WHAT THE TASK ASKS >> Rename "chrome faucet" to "sink faucet" in the rows from the line containing "reflection in mirror -> box" through the end of the rows, inclusive. Reproduce only those lines and leave everything else in them unchanged.

Rows from a dataset:
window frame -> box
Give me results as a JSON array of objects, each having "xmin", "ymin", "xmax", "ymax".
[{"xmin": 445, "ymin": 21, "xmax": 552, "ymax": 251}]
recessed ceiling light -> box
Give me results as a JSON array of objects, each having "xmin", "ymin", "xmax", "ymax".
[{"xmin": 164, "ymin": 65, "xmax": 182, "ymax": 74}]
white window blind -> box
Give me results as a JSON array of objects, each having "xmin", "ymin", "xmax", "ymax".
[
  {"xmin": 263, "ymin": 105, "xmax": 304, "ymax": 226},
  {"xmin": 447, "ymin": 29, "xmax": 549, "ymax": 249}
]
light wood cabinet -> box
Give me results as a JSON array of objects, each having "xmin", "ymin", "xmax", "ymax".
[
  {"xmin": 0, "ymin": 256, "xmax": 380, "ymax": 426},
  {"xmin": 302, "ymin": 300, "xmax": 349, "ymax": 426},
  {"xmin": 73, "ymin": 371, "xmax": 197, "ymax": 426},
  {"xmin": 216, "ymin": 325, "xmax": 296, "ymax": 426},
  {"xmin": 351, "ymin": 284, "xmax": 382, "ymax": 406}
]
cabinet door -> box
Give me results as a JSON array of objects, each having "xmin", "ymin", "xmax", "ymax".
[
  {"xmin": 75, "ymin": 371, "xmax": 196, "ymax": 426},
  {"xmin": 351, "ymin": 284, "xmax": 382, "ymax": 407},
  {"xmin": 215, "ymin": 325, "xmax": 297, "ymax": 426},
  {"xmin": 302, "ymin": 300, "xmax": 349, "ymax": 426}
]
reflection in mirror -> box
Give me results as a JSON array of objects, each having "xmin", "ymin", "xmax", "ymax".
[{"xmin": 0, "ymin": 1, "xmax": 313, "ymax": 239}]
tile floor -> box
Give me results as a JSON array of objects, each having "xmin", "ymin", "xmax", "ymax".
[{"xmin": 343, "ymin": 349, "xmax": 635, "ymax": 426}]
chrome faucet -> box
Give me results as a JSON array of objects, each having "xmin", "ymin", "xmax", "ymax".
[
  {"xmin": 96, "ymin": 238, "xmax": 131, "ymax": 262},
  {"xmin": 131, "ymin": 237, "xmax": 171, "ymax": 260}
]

TASK SOLUTION >>
reflection in mirror -> box
Give me results as a JSON array of objects, each having "xmin", "ymin", "xmax", "ymax".
[{"xmin": 0, "ymin": 1, "xmax": 313, "ymax": 239}]
tile floor -> box
Give me results as a JSON array of objects, each having "xmin", "ymin", "xmax", "ymax".
[{"xmin": 343, "ymin": 349, "xmax": 635, "ymax": 426}]
sink faucet -> box
Give me results as a JSON array of objects, each having "xmin", "ymin", "xmax", "ymax".
[
  {"xmin": 96, "ymin": 238, "xmax": 131, "ymax": 262},
  {"xmin": 131, "ymin": 237, "xmax": 171, "ymax": 260}
]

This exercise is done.